= PROBLEM DETAILS =
The following data needs to be repeated exactly, with all images excluded.

·····

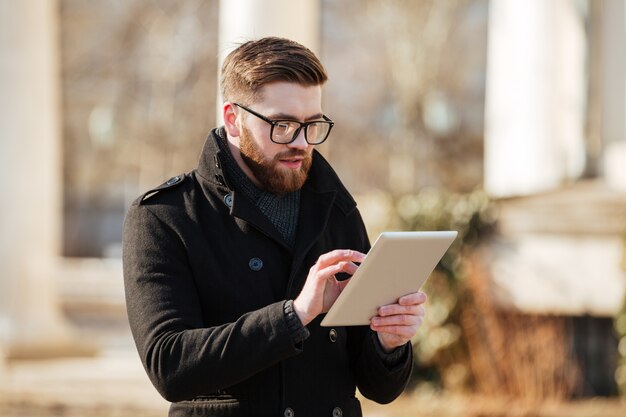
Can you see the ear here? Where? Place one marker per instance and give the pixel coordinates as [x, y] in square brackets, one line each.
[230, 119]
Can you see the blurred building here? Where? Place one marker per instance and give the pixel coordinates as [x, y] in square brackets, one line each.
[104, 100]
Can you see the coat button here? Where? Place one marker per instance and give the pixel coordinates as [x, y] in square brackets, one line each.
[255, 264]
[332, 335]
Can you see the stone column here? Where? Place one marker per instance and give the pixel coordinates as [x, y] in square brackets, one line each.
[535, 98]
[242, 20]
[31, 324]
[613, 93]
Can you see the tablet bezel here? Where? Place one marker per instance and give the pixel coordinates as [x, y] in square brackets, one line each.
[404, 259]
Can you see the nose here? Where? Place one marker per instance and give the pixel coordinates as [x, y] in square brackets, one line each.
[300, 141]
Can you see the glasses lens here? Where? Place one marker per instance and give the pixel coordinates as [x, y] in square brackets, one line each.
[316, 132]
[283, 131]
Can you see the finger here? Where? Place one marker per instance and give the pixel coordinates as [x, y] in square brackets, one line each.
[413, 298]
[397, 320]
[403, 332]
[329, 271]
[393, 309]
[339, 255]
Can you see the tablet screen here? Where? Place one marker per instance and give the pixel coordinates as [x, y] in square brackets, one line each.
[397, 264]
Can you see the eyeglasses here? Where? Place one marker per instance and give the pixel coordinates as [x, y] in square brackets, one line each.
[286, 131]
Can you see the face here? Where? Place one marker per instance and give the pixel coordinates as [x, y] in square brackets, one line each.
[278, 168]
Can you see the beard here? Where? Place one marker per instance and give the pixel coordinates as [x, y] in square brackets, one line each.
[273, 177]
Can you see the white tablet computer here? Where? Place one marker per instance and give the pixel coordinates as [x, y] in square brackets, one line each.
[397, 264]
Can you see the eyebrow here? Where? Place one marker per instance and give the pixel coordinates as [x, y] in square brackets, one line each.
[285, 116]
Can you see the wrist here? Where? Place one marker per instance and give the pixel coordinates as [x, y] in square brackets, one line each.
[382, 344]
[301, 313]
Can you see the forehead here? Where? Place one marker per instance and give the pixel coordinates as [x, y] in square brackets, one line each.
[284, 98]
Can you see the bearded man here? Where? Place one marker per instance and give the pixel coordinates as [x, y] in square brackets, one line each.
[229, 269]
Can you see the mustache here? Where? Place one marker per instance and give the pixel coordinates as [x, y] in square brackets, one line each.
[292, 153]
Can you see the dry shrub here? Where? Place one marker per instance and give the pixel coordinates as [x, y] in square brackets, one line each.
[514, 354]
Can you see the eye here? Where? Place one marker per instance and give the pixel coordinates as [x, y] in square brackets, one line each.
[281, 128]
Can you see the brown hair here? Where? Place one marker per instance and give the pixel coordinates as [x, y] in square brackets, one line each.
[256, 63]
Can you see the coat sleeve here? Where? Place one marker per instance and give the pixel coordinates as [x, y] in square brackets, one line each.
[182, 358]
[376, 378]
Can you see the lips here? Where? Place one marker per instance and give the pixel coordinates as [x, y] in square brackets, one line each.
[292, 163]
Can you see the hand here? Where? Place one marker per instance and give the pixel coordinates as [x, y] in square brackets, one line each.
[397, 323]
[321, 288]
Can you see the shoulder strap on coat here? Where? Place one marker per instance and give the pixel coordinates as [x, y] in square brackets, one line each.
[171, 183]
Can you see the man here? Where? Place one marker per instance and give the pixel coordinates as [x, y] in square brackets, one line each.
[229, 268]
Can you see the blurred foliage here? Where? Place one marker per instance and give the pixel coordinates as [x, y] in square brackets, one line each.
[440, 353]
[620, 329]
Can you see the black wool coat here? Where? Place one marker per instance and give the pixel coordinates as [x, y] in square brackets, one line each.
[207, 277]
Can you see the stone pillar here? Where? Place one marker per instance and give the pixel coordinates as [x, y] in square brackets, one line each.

·····

= RESPONSE AREA =
Can you see the ear here? Where? Place one marker per instance and give the pixel coordinates as [x, y] in square brackets, one line each.
[230, 119]
Can you see the blurred building here? Where? Place one marker per instance and give the pixel coordinates as [x, y] in square brackets, one line each.
[104, 100]
Can you see the coat button here? Where? Place one marker per instance and give the pixel coordinates as [x, y] in square brackets, one line each.
[255, 264]
[332, 335]
Can you see the stone column here? Where? Place one marker per instance and give the pixel coordinates as [x, y] in square brackets, one line each.
[535, 98]
[242, 20]
[31, 324]
[613, 93]
Can you see the tablet bezel here? Where? Place one marker per instance and give the pixel coordinates as [x, y] in square brackets, one line each.
[404, 259]
Can you see the nose here? Where? Place one marker per instance and give the pixel coordinates as [x, y] in square brackets, one line each.
[300, 141]
Can you see the glasses lens here? Where? Place one marker per instance and give the pixel coordinates as [x, y] in square brackets, one line each.
[316, 132]
[283, 131]
Can you see the finger here? Where? Place one marker per instance and give the pixel coordinates as [x, y] in square brackets, one line each.
[413, 298]
[397, 320]
[403, 332]
[329, 271]
[393, 309]
[339, 255]
Can you see the tablet screen here? Where? Place one marker per instance and give the pixel coordinates as [x, y] in square brackets, one line each.
[397, 264]
Can you see the eyeglasses here? Where? Place one marker per instance and give the pixel coordinates as [x, y] in square brackets, one line each.
[286, 131]
Can you see the face here? Where? Place one marker per instance and give the pixel coordinates as [x, y] in square brackets, one line each.
[278, 168]
Can you see the beard here? Where? Place one marker per instance and give the pixel coordinates as [x, y] in square brackets, one line each.
[273, 177]
Can you see the white tablet computer here? Where? Place one marker per instance and give the pixel coordinates as [x, y] in square brackets, one line each.
[397, 264]
Can you see the eyebrow here? Where? Place one marker per instance and give the pixel coordinates as [x, y] in square brackets, one line each.
[285, 116]
Can you see the wrist here? Where? Place one marker per instance and give the pixel coordinates as [x, y] in square brackets, one line each.
[382, 344]
[301, 313]
Can you see the forehead here? Where? Place one marker per instance and give the pixel coordinates as [x, y] in square brackets, one line each.
[284, 98]
Can you see the bearded man here? Where? Place one marker per instance and give the pixel coordinates as [x, y] in square brackets, one line each.
[229, 269]
Can you see the mustache here? Where? Place one marker per instance and give the pixel coordinates as [x, y] in square brackets, one line each.
[292, 153]
Can you see the dry shrub here? Where? Place one marker per instance and give the pixel coordinates as [x, y] in square brackets, one line each.
[514, 354]
Can you see the eye here? Where? Place one marker per instance and give the pixel coordinates as [x, y] in square brackets, one line each.
[281, 128]
Can you see the brown hair here? Where? Place one marker per instance and give the pixel coordinates as [x, y] in square brackets, one line each.
[256, 63]
Can you see the coat sleeve here? Where? Place one marker per instance and give the pixel coordinates as [x, y] in square brackets, one line each.
[182, 358]
[376, 378]
Can you see the lips here? Where? Place one marker per instance and give the pixel coordinates as [x, y] in square brackets, one line each.
[292, 163]
Can you see the hand here? Where? Place one marker per instance and give the pixel coordinates as [x, y] in square brackets, one line each.
[397, 323]
[321, 288]
Can you see the shoulder strap on coat here? Where? Place one marker per instance and give the pixel coordinates as [x, y] in square brackets, one line each.
[171, 183]
Can you see the man here? Where? Place one marker per instance and give the pixel coordinates as [x, y] in square brackets, one line each.
[229, 268]
Can you see the blurred foliage here? Where? Place one marker per instance and give the pixel coordinates as [x, y] in square brackets, one line each.
[440, 353]
[620, 329]
Can you see the black wool coat here? Where? Place one marker per instance and give the pixel coordinates as [x, y] in square brackets, one line each.
[207, 277]
Can you see the stone pillar here? Where? Place one marker per instance and give the pixel coordinates as [x, y] in square brackets, one line each.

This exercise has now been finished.